#### BRANO FORNITO
+---+
Print Friendly and PDF

Hirst alla Galleria Michela Rizzo

MORIRE A VENEZIA?
Damien Hirst in mostra alla Galleria Michela Rizzo
(11.04.10-31.07.10)
 
 
La serie di sei teschi policromi intitolata The Dead 
 
In un’insolita mattina domenicale dal clima straordinario (soleggiato e fresco, del tutto in contrasto con il tema goth della manifestazione) si è inaugurata l’11 aprile scorso a Venezia una mostra da non perdere per la cornice e per il contenuto, entrambi di qualità: Damien Hirst torna alla Galleria Michela Rizzo con una personale dal titolo, peraltro non originalissimo ma in sintonia con il finto qualunquismo del nostro, “Death in Venice”, esplicitamente dedicata alla Città lagunare che ben si presta ai potenti richiami crepuscolari della cifra del notissimo artista manager.
 
Arrivo alla magnifica sede di Palazzo Palumbo Fossati – dietro la corte della Malvasia, tra la Fenice e Campo Santa Maria del Giglio – con la solita prevenzione che mi distingue nei confronti dell’ “arcifamoso”, dell’abusato, dello scontato, pur confidando nella scelta di Michela Rizzo di cui apprezzo molto le capacità.
+---+
#### RIGHE FORNITE
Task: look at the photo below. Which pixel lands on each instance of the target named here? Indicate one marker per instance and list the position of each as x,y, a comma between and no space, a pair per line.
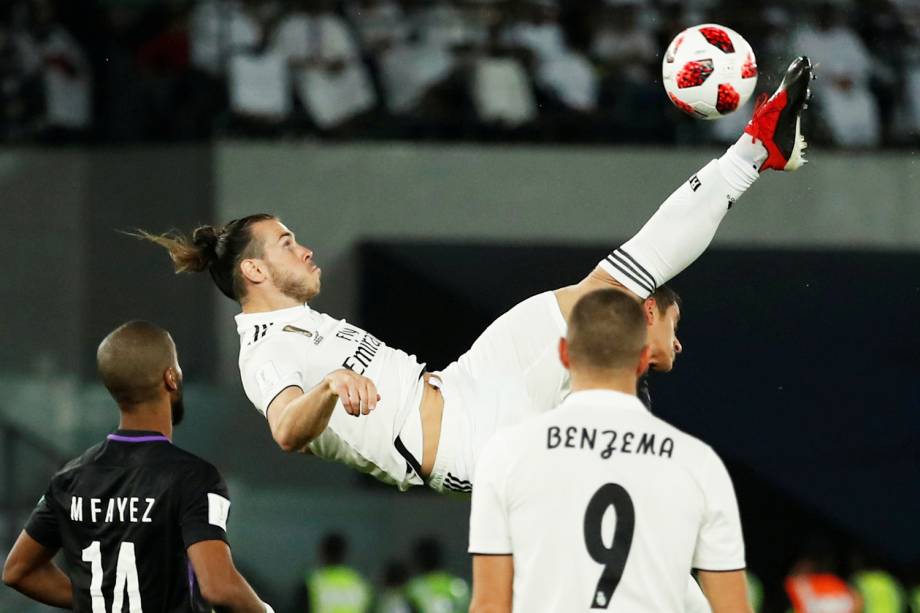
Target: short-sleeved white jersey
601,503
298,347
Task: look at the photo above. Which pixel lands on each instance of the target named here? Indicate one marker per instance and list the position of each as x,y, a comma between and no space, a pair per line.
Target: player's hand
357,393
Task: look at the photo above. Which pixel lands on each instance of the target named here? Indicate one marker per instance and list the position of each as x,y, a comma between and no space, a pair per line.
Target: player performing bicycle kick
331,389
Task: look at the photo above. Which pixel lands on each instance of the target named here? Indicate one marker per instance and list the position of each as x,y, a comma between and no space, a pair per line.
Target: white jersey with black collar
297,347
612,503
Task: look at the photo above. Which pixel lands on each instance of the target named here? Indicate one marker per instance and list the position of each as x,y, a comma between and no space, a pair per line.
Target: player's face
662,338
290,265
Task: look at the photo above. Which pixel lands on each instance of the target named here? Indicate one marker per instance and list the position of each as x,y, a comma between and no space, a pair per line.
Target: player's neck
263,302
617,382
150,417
+---+
#### ESERCIZI
1. In quale giorno si è inaugurata a Venezia la mostra descritta nel brano sulla mostra di Hirst?
2. Trascrivi dal brano sulla mostra di Hirst la parte che si apre con le parole contenenti "Arrivo alla magnifica" e si chiude con "molto le capacità.".
Le righe non hanno alcun legame con il brano sulla mostra di Hirst.

#### SOLUZIONI DEGLI ESERCIZI
1. La mostra si è inaugurata l’11 aprile.

2.
Arrivo alla magnifica sede di Palazzo Palumbo Fossati – dietro la corte della Malvasia, tra la Fenice e Campo Santa Maria del Giglio – con la solita prevenzione che mi distingue nei confronti dell’ “arcifamoso”, dell’abusato, dello scontato, pur confidando nella scelta di Michela Rizzo di cui apprezzo molto le capacità.